▶ [Task]: Copy the records word for word, from the first line through the line containing "box: [273, 3, 355, 22]", including both.

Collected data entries
━━━━━━━━━━

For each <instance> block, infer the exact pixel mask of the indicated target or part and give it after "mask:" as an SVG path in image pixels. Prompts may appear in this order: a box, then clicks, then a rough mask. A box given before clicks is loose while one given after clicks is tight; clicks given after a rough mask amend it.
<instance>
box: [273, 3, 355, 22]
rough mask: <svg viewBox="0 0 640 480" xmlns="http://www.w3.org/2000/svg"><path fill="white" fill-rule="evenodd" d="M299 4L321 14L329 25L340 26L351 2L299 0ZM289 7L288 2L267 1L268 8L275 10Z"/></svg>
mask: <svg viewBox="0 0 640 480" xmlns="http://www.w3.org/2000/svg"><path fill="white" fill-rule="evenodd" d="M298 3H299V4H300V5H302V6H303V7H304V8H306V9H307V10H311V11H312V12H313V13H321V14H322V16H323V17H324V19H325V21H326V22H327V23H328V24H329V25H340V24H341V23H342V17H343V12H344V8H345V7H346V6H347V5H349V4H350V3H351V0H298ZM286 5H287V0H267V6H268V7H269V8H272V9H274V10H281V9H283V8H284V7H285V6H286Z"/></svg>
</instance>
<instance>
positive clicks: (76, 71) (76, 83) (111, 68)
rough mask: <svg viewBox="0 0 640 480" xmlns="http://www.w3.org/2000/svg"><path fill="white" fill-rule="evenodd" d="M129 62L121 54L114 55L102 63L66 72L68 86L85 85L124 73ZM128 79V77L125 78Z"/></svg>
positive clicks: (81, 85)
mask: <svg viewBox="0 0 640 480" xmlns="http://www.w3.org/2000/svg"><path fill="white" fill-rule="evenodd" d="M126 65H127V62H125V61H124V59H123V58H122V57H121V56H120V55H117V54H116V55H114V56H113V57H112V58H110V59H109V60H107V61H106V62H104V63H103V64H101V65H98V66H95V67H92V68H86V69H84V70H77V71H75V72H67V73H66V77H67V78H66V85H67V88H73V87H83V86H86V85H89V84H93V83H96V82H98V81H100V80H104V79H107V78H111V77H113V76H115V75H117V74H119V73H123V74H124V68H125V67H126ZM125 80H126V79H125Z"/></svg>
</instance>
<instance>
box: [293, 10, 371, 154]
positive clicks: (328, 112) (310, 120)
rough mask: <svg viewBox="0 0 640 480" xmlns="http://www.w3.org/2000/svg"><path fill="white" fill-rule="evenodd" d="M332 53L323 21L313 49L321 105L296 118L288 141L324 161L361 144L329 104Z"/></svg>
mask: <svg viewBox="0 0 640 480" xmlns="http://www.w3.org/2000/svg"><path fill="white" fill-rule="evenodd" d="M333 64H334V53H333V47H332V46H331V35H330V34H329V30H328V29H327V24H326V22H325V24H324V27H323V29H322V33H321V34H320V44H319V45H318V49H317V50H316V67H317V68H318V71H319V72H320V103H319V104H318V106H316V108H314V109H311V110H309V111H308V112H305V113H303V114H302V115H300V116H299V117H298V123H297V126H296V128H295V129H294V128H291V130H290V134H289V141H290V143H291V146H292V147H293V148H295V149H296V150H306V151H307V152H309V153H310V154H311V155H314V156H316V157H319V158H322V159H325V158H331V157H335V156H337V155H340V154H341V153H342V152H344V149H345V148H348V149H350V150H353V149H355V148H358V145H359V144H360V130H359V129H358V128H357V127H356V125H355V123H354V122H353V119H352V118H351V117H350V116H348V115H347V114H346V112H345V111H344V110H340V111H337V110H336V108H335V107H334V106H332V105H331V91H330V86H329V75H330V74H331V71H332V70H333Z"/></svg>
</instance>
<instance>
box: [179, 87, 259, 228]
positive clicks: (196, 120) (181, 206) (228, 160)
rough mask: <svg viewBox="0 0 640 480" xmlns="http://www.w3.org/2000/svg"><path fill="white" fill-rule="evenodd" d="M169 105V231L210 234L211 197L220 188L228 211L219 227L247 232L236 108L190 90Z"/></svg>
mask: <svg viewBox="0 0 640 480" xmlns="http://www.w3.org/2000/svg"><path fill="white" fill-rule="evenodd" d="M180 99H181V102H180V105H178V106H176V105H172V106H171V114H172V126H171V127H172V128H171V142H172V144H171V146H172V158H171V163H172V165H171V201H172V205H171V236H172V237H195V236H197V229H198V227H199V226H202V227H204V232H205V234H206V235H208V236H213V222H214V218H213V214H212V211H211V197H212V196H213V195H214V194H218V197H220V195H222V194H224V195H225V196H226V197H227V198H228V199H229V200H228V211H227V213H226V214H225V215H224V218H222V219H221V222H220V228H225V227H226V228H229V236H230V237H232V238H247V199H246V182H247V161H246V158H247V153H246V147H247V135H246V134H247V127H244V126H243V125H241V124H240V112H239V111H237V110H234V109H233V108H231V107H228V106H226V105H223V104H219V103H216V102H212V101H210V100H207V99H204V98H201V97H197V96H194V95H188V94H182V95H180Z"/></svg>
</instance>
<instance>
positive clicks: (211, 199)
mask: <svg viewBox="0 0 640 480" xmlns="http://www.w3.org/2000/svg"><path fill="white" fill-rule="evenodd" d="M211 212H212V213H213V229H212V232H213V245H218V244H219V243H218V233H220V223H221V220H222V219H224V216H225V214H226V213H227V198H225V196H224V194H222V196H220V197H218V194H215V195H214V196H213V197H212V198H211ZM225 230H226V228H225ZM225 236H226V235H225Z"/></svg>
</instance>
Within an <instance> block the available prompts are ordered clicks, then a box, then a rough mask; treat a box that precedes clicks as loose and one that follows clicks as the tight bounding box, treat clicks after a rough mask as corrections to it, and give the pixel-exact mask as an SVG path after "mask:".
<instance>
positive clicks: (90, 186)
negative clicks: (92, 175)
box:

━━━━━━━━━━

▶ [Completed task]:
For each <instance> block, infer the exact pixel mask of the indicated target or part and give it after "mask:" as an SVG path in image pixels. Prompts may appear in this order: a box, then clicks, then a rough mask. A box given before clicks is loose while one given after clicks is tight; clicks given after a rough mask amend it.
<instance>
box: [273, 3, 355, 22]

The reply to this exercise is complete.